» Documento de origem:
________
O complexo de Édipo é um conceito fundamental para a psicanálise, entendido por esta como sendo universal e, portanto, característico de todos os seres humanos. O complexo de Édipo caracteriza-se por sentimentos contraditórios de amor e hostilidade. Metaforicamente, este conceito é visto como amor à mãe e ódio ao pai, mas esta idéia permanece, apenas, porque o mundo infantil resume-se a estas figuras parentais ou aos representantes delas. Uma vez que o ser humano não pode ser concebido sem um pai ou uma mãe (ainda que nunca venha a conhecer uma destas partes ou as duas), a relação que existe nesta tríade é, segundo a psicanálise, a essência do conflito do ser humano.
________
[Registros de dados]
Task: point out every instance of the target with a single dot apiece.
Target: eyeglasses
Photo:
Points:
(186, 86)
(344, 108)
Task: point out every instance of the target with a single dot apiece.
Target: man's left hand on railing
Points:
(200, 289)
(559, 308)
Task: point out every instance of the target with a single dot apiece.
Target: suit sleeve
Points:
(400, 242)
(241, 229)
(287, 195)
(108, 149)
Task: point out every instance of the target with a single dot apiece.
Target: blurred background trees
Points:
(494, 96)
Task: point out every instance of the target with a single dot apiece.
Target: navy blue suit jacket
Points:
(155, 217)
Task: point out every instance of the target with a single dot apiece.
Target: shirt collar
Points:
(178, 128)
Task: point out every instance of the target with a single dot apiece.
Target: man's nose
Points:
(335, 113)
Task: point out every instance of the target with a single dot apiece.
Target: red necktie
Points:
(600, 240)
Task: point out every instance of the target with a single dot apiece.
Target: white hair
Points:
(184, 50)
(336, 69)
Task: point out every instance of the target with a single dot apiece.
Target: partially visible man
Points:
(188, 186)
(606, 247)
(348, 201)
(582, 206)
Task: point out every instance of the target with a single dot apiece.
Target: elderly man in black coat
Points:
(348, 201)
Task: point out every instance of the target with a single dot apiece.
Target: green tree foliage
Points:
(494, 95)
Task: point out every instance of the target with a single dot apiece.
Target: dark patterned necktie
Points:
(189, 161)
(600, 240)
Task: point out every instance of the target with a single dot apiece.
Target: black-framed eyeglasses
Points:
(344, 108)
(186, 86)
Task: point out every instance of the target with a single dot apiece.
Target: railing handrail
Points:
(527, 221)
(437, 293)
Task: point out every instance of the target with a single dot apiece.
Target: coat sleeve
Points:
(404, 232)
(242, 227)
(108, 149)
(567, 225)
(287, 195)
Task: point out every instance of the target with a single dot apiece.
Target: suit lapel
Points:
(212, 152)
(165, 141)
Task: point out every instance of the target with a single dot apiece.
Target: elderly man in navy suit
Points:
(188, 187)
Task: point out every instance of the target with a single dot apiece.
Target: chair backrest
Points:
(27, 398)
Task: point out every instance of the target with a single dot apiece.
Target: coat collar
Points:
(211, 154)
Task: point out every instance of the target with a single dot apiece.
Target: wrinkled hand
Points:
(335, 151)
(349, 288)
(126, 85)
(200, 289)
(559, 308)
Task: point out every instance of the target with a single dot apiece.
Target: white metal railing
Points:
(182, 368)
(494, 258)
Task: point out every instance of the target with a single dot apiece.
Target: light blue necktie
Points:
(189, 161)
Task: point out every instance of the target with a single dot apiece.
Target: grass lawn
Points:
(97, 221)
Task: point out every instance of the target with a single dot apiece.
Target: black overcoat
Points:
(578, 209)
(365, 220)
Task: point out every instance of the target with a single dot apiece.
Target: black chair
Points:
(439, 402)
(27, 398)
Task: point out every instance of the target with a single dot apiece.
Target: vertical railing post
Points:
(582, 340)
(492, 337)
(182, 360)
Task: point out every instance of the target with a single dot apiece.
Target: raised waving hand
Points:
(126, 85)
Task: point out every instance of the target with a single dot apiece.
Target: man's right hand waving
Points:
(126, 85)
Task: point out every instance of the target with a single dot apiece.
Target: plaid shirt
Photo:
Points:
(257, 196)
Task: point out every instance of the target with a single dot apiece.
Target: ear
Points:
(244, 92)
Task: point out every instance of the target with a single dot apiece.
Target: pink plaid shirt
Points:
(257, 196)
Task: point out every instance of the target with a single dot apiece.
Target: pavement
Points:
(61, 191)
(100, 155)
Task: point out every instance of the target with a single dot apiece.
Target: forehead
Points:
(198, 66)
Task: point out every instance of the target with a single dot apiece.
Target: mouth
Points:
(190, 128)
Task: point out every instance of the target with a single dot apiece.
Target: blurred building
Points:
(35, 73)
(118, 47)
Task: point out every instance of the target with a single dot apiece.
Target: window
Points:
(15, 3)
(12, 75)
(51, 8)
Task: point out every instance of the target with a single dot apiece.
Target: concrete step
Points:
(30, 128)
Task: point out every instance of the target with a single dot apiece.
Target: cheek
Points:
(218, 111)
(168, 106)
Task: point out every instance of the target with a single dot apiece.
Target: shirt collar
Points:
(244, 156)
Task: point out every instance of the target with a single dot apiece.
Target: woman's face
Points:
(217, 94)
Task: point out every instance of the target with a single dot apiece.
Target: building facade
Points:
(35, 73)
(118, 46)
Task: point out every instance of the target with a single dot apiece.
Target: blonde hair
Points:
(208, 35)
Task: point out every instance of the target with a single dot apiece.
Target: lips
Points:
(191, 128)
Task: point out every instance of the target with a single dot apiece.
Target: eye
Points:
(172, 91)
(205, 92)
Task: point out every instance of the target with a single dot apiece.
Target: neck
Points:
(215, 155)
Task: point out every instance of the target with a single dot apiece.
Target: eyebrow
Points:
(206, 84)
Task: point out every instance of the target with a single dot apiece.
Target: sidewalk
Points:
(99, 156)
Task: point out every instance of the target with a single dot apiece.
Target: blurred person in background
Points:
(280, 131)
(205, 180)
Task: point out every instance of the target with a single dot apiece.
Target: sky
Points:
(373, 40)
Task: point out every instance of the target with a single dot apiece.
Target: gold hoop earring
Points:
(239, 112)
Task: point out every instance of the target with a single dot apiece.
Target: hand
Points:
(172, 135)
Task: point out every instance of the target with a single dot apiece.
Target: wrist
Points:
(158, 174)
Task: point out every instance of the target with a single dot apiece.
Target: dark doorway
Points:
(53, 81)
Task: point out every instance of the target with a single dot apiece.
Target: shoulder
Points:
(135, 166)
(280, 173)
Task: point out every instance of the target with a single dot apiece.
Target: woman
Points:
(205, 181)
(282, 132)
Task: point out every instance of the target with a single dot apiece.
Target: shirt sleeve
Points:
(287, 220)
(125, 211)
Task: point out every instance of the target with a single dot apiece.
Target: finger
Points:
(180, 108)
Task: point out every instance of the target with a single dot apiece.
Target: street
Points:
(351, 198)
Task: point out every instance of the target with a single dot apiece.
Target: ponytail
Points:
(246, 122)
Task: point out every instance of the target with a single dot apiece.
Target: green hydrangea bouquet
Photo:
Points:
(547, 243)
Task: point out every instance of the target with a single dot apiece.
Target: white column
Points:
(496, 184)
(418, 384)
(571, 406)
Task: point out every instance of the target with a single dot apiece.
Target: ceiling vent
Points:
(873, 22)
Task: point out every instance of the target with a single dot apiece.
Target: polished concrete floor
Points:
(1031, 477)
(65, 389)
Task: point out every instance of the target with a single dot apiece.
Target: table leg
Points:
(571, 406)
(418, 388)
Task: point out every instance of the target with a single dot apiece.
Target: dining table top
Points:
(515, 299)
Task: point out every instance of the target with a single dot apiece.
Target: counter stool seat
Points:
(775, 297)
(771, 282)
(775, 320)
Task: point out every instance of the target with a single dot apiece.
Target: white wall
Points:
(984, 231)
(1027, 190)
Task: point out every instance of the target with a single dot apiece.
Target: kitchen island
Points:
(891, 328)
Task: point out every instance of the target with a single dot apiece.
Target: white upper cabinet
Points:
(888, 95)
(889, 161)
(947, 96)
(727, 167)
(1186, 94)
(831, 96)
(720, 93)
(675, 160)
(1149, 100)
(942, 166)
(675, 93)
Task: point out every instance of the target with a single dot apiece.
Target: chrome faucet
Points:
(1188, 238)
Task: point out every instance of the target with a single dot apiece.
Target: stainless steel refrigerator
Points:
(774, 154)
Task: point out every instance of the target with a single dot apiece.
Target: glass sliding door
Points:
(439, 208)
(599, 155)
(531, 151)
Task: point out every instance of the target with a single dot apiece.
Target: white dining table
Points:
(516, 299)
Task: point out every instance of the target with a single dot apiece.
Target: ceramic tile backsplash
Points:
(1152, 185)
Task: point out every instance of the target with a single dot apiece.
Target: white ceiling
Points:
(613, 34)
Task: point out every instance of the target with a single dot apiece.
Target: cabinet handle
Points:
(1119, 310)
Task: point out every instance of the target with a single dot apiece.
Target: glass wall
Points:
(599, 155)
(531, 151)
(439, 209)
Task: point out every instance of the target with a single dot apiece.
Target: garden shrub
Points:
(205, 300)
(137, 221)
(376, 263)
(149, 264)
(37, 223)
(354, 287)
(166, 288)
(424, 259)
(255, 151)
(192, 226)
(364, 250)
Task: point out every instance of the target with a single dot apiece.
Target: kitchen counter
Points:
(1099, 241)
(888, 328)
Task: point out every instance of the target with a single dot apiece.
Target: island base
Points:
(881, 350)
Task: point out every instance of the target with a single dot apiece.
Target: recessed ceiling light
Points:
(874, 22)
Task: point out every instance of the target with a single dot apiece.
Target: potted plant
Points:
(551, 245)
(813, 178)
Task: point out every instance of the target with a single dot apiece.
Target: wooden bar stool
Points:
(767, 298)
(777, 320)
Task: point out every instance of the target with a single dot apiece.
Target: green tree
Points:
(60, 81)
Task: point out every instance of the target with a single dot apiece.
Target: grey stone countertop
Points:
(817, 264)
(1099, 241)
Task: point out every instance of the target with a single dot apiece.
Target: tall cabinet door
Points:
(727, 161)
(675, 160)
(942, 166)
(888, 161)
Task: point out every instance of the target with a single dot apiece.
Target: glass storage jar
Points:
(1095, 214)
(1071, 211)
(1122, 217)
________
» Objetivo do exercício: Prolongue o texto sobre o complexo de Édipo, começando logo após a última frase apresentada.

» Resposta da tarefa:
A idéia central do conceito de complexo de Édipo inicia-se na ilusão de que o bebê tem de possuir proteção e amor total, reforçado pelos cuidados intensivos que o recém nascido recebe por sua condição frágil. Esta proteção é relacionada, de maneira mais significativa, à figura materna. Em torno dos três anos, a criança começa a entrar em contato com algumas situações em que sofre interdições, facilmente exemplificadas pelas proibições que começam a acontecer nesta idade. A criança não pode mais fazer certas coisas porque já está maior, não pode mais passar a noite inteira na cama dos pais, andar pelado pela casa ou na praia, é incentivada a sentar de forma correta e controlar o esfíncter, além de outras cobranças. Neste momento, a criança começa a perceber que não é o centro do mundo e precisa renunciar ao mundo organizado em que se encontra e também à sua ilusão de proteção e amor total.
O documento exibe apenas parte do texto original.